# Gun Safe Trouble



## MLB

My hunting buddy has an issue - He broke his gun safe. Apparently his "stack-on" lock has stuck up. :mrgreen:

Both sets of keys won't work on the lockset. It's one of those "barrel locks" with the round keys. He's calling the mfgr, but I'm sure they won't be able to help much. Even if he did get a new key, I don't think that's the problem.

I told him to contact a locksmith, but it will likely cost him as much as a new safe. Anyone else have problems with this type of safe?

STACK-ON GC-8RTA Security Plus Gun Cabinet - Factory Express


----------



## Steve M1911A1

Judging by the product photos on the Stack-On site, it's pretty similar to my own unit, although mine came already assembled.
Although Stack-On uses hard-to-duplicate keys, breaking into one of their sheet-steel cabinets should be pretty easy. So if his is closed, and he needs it open, a strong pry-bar will do the job. Or, he could just disassemble it from the outside.

....

### DIRECTIONS
#1 In the gun safe thread, rewrite the paragraph beginning "Both sets of keys won't work" as a shorter paragraph that keeps its main facts.
#2 In the gun safe thread, what tool does Steve M1911A1 say will open a closed Stack-On cabinet?
#3 Extend the gun safe forum thread with a few more sentences that pick up after its final line.

### COLLECTED MATERIAL
....

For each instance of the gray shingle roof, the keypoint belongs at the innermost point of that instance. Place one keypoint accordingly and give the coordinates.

....

### WRITTEN RESPONSES
#1 Neither set of round keys will open the safe's barrel lock. The owner is calling the manufacturer, but the poster expects little help and doubts that a new key would fix the problem.

#2 A strong pry-bar.

#3
If it's only the lock that's stuck, but the case is still open, Stack-On ought to replace the lock at no, or low, charge. He might have to send the door assembly back, though. I don't believe that the lock, itself, can be easily removed—but I could be wrong. Maybe a local locksmith can replace the lock economically, if your friend brings him the entire door. A "house call" would be expensive, though.


----------



## bruce333

Those locks are easy to replace. Just one big nut on the inside (assuming you can get the door open).

Sometimes the springs will stick and one of the pins will not go to the open position. Try spraying some WD-40 (or other spray lube) in the lock and work the key in and out a few times. You can also try working each pin in the key opening with a small object (like a T-pin).


----------



## MLB

Thanks for the advice gentlemen. I'll have him give it a try.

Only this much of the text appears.